START Extracted records

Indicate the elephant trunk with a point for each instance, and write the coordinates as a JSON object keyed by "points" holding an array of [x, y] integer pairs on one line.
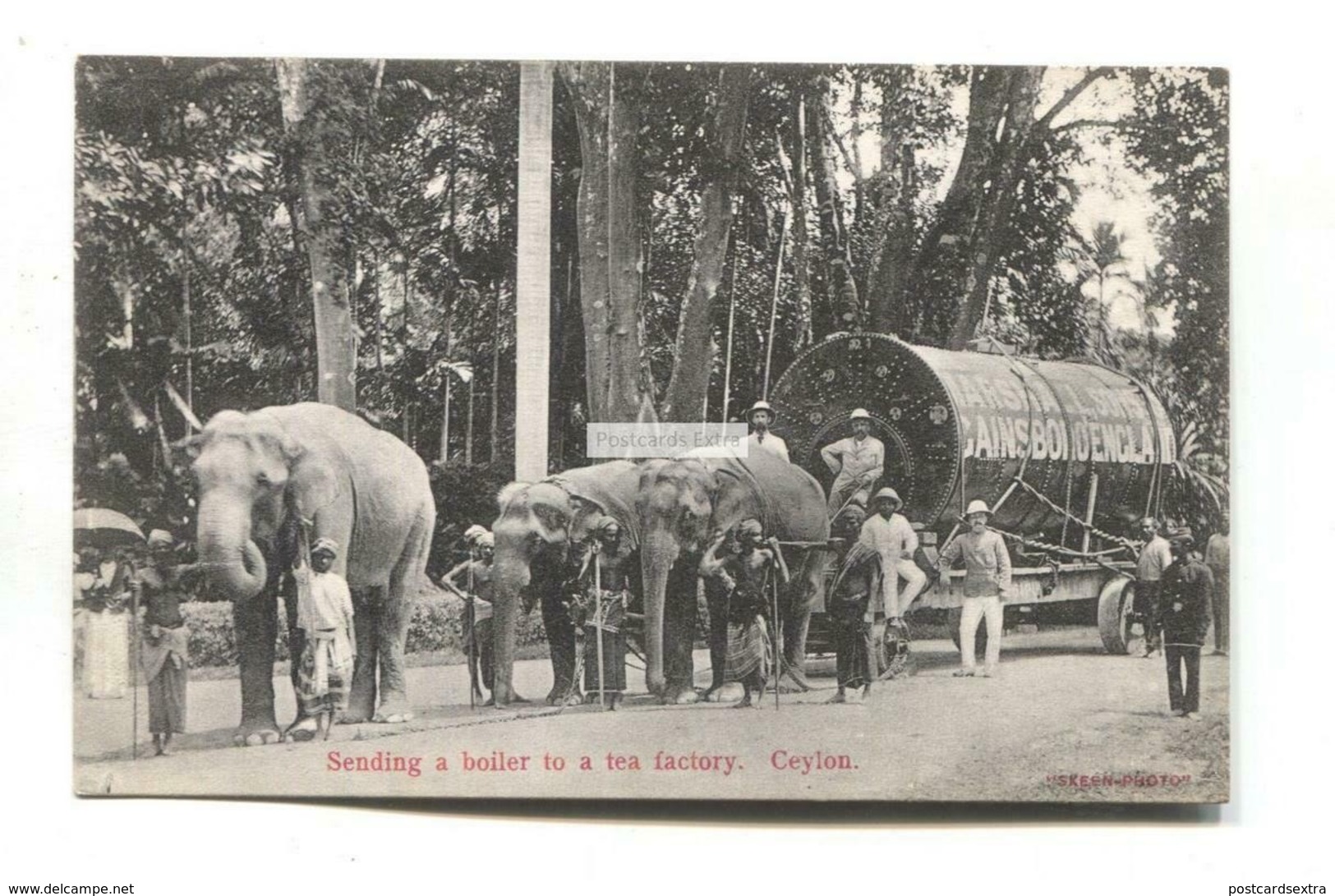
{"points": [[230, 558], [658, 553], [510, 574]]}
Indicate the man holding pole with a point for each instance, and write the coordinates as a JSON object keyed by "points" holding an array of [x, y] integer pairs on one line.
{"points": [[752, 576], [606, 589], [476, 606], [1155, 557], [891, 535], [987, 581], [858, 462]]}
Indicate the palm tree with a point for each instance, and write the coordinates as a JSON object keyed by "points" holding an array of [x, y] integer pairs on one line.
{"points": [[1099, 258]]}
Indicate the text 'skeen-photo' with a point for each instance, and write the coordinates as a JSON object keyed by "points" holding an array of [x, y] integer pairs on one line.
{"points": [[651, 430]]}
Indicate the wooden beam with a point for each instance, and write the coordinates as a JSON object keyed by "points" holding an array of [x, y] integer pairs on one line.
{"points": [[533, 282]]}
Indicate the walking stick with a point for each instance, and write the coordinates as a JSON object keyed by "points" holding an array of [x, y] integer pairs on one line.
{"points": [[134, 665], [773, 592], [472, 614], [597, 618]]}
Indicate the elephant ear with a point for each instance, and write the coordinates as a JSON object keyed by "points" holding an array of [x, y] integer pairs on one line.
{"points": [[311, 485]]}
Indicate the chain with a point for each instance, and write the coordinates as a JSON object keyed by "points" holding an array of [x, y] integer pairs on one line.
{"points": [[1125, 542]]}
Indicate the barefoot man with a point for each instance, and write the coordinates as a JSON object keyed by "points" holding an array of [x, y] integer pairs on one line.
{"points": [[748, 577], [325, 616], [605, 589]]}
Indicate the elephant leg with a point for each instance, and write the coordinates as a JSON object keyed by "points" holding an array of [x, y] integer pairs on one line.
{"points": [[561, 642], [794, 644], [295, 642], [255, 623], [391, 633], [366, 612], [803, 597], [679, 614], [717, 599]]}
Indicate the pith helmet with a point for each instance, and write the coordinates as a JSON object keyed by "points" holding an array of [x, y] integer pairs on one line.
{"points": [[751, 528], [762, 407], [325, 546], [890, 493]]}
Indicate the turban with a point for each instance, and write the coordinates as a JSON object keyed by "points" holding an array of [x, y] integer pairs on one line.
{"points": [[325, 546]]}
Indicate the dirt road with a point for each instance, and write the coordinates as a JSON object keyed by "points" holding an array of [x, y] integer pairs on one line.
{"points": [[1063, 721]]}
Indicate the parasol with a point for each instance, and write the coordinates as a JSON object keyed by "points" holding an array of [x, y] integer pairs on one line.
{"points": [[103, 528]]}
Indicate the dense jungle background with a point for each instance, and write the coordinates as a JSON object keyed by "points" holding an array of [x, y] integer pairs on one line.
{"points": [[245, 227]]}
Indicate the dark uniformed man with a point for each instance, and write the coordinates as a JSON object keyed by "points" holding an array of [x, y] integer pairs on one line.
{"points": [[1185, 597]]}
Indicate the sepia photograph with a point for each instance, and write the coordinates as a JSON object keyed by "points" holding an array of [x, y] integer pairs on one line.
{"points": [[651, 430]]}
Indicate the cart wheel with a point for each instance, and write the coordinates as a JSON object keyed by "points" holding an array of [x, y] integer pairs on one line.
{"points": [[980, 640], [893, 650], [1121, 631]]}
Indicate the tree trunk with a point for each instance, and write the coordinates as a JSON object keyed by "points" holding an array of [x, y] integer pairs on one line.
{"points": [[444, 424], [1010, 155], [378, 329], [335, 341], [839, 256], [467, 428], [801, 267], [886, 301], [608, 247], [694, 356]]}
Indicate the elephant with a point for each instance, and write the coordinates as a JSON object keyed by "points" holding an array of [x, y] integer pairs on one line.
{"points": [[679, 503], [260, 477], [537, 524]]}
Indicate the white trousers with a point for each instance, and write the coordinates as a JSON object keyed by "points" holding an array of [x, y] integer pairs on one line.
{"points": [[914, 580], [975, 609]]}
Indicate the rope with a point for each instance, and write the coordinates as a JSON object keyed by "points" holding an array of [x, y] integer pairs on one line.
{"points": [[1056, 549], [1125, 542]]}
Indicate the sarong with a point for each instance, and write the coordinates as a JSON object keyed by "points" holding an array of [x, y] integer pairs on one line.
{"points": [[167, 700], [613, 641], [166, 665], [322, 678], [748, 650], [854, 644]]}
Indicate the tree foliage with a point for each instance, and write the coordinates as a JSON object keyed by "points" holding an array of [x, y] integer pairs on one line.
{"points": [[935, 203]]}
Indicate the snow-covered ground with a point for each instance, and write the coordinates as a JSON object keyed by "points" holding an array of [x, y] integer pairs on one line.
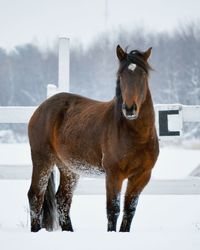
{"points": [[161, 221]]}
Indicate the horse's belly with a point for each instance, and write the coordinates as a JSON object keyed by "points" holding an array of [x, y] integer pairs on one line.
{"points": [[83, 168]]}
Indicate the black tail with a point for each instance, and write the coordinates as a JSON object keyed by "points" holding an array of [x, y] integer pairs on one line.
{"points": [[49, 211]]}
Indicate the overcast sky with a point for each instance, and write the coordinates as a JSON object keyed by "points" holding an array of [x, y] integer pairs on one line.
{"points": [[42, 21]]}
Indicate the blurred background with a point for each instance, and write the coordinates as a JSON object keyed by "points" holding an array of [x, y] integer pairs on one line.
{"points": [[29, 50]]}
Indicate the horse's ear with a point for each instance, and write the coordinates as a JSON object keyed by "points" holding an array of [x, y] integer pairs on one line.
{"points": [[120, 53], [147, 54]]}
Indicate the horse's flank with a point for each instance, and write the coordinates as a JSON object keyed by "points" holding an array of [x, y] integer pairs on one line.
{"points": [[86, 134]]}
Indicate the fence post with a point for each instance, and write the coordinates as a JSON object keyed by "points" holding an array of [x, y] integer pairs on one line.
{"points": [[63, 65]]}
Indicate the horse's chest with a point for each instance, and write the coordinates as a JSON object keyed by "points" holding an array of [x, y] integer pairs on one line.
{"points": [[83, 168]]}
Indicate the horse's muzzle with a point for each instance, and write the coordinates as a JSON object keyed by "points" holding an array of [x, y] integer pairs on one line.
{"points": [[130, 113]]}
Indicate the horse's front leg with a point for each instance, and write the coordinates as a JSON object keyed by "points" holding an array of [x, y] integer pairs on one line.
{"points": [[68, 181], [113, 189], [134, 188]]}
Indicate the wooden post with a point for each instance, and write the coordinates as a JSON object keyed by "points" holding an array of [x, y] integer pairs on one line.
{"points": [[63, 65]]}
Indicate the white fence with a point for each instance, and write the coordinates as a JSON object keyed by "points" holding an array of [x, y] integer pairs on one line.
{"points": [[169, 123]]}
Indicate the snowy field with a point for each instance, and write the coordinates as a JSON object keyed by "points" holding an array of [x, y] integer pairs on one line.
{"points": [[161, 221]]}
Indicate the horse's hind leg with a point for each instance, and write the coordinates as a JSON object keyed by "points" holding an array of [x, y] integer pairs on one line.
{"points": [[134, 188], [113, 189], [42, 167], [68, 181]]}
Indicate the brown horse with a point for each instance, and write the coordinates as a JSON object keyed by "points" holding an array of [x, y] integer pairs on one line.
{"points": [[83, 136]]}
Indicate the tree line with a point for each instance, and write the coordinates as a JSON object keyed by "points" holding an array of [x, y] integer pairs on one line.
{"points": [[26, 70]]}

END Extracted records

• What you are asked to do
When you return the records, keep every word unchanged and drop the pictures.

• Task output
Indicate the elephant trunk with a point for each instance, and write the coordinates as a JSON object keyed by "points" holding an array of [x, y] integer pairs on one line.
{"points": [[230, 558], [658, 553], [510, 574]]}
Indicate the man holding pole with a point for each instance, and write the coordinates as a JSON object keyed by "points" holding an array of [x, y] integer pairs on one line.
{"points": [[752, 576], [606, 589], [476, 606], [1155, 557], [891, 535], [987, 581], [858, 462]]}
Indicate the palm tree with a point for each instance, and write the coordinates as a JSON object keyed by "points" holding an array of [x, y] integer pairs on one line.
{"points": [[1099, 258]]}
Indicate the text 'skeen-photo' with a point for each instance, and write the coordinates as a JSON object keyed by "points" holding an array of [x, y] integer pairs on one line.
{"points": [[651, 430]]}
Indicate the wooden beam with a point for each instance, and write the coordinates as a JSON object keyed by "points" holding an array of [x, y] integer pairs on one line.
{"points": [[533, 282]]}
Indicate the walking stick with a point for each instance, and write the coordinates as a JSON object keyed by "points" holding an array of [x, y] integer pairs on one line.
{"points": [[134, 665], [773, 592], [472, 614], [597, 618]]}
Indicate the elephant ear with a point for each instance, and write the coordinates as a JSON object keyed by "points" holding an array of [x, y] integer pairs on one line.
{"points": [[311, 485]]}
Indicate the chain with a point for each instance, and write the coordinates as a JSON object keyed by "points" holding an array of [x, y] integer pairs on one line.
{"points": [[1125, 542]]}
Indicate the barefoot man with a point for each instance, and write the coordinates as a JSON object keyed by "points" holding an array of [x, y] integer pairs on one line.
{"points": [[748, 577], [325, 616], [605, 589]]}
Indicate the elephant leg with a point for each instance, and write the coordinates as a JSON object keyed by "points" holding an array of [x, y] integer pairs on one line.
{"points": [[561, 642], [794, 644], [295, 642], [255, 623], [391, 633], [366, 612], [803, 597], [679, 614], [717, 599]]}
Indicate the pith helmet with a point for each instance, and write the coordinates as a JSON object keyed by "points" holding an array of [x, y] integer pairs on one line.
{"points": [[751, 528], [762, 407], [325, 546], [890, 493]]}
Indicate the turban with a point for each instance, and write the coordinates as a JSON object keyed by "points" holding an array of [x, y] integer pairs on one line.
{"points": [[325, 546]]}
Indicate the dirt road with a point for each instance, and write the coordinates as a JSON object keyed by "points" holding an array of [x, y] integer pairs on one line.
{"points": [[1063, 721]]}
Indicate the parasol with a point for each instance, and write the coordinates as a JSON object keyed by "points" holding an array of [x, y] integer pairs on one line.
{"points": [[103, 528]]}
Indicate the dense jungle background with a point for each instance, and write the coordinates as a JSON object keyed by "points" holding an array of [x, y] integer pairs on one line.
{"points": [[245, 227]]}
Indicate the dark uniformed man with a point for each instance, and write the coordinates as a JSON object keyed by "points" holding an array of [x, y] integer pairs on one line.
{"points": [[1185, 597]]}
Indicate the sepia photograph with a point for each instance, and write the coordinates as a JSON object keyed by "points" holding an array of [x, y] integer pairs on one line.
{"points": [[651, 430]]}
Indicate the cart wheel with a point for each instance, and write the coordinates as a JSON object keyed by "points" holding an array of [x, y] integer pairs on one line.
{"points": [[980, 640], [893, 650], [1121, 631]]}
Indicate the tree trunk with a point for each instance, and write the coordinates as a JSON object keyed by "points" holding an array of [x, y] integer pairs on one line.
{"points": [[444, 424], [1010, 155], [378, 329], [335, 341], [839, 256], [467, 428], [801, 267], [886, 301], [608, 247], [694, 356]]}
Indicate the elephant with a point for each instance, and write the coordinates as a JSON object keyed by "points" holding an array of [x, y] integer pairs on one line.
{"points": [[679, 503], [260, 477], [537, 524]]}
Indicate the white trousers with a point for each instance, and write the coordinates as a JSON object keyed by "points" holding an array of [x, y] integer pairs on one line.
{"points": [[914, 580], [975, 609]]}
Indicate the rope with a point for each instance, and write the coordinates as a JSON object keyed by "points" holding an array of [x, y] integer pairs on one line.
{"points": [[1056, 549], [1125, 542]]}
Indicate the sarong with a point for each instance, and write the coordinates as a JSON object keyed by "points" holding an array of [x, y] integer pairs on one line.
{"points": [[167, 700], [613, 641], [166, 665], [322, 678], [748, 650], [854, 644]]}
Indicate the tree foliage with a point for each instance, and write the coordinates as a JSON object keyed by "points" holding an array of [x, y] integer pairs on one line.
{"points": [[935, 203]]}
Indicate the snow-covered ground with a point for each instance, and write the coordinates as a JSON object keyed by "points" holding an array of [x, y] integer pairs on one line.
{"points": [[161, 221]]}
Indicate the horse's belly with a point for each instance, and write the coordinates as a JSON object keyed by "points" holding an array of [x, y] integer pairs on one line.
{"points": [[83, 168]]}
Indicate the black tail with a point for each instance, and write the coordinates as a JSON object keyed by "points" holding an array of [x, y] integer pairs on one line.
{"points": [[49, 211]]}
Indicate the overcast sky with a point for each instance, and write the coordinates as a JSON object keyed by "points" holding an array of [x, y] integer pairs on one line.
{"points": [[42, 21]]}
Indicate the blurred background with a point for each instance, and write the coordinates as a JSON object keyed by "points" holding an array of [x, y] integer pairs on one line.
{"points": [[29, 50]]}
Indicate the horse's ear with a point for each instance, and write the coordinates as a JSON object keyed by "points" holding an array of [x, y] integer pairs on one line.
{"points": [[120, 53], [147, 54]]}
Indicate the horse's flank with a point for each instance, and write the coordinates as a JSON object keyed by "points" holding an array of [x, y] integer pairs on one line.
{"points": [[86, 134]]}
Indicate the fence post with a point for each instance, and write the coordinates as a JSON object keyed by "points" holding an array of [x, y] integer pairs on one line.
{"points": [[63, 65]]}
Indicate the horse's chest with a point for each instance, and write the coordinates as a JSON object keyed by "points" holding an array of [x, y] integer pairs on one line.
{"points": [[83, 168]]}
Indicate the horse's muzzle with a point for each instance, and write the coordinates as a JSON object keyed by "points" holding an array of [x, y] integer pairs on one line.
{"points": [[130, 113]]}
Indicate the horse's front leg with a point for each instance, and write the coordinates as a JSON object keyed by "points" holding an array of [x, y] integer pairs on one line.
{"points": [[68, 181], [113, 189], [134, 188]]}
Indicate the wooden post with a point for each instance, and write the coordinates as a JSON object keyed by "points" holding an array of [x, y] integer pairs on one line.
{"points": [[63, 65]]}
Indicate the white fence with a point for each instance, and write the coordinates as a JSON object keyed by "points" holding an array of [x, y] integer pairs on one line.
{"points": [[169, 123]]}
Indicate the snowy field with a point for each instance, and write the coordinates as a JSON object keyed by "points" holding an array of [x, y] integer pairs on one line.
{"points": [[161, 221]]}
Indicate the horse's hind leg with a point for each instance, and write the coordinates as a JSON object keyed by "points" holding an array of [x, y] integer pairs on one line.
{"points": [[134, 188], [113, 189], [42, 167], [68, 181]]}
Indicate the brown horse with a point for each instance, and write the coordinates as a JSON object keyed by "points" holding an array of [x, y] integer pairs on one line.
{"points": [[83, 136]]}
Indicate the tree line with a point for each instance, and write the coordinates as a JSON object keyed by "points" holding an array of [x, y] integer pairs on one line.
{"points": [[26, 70]]}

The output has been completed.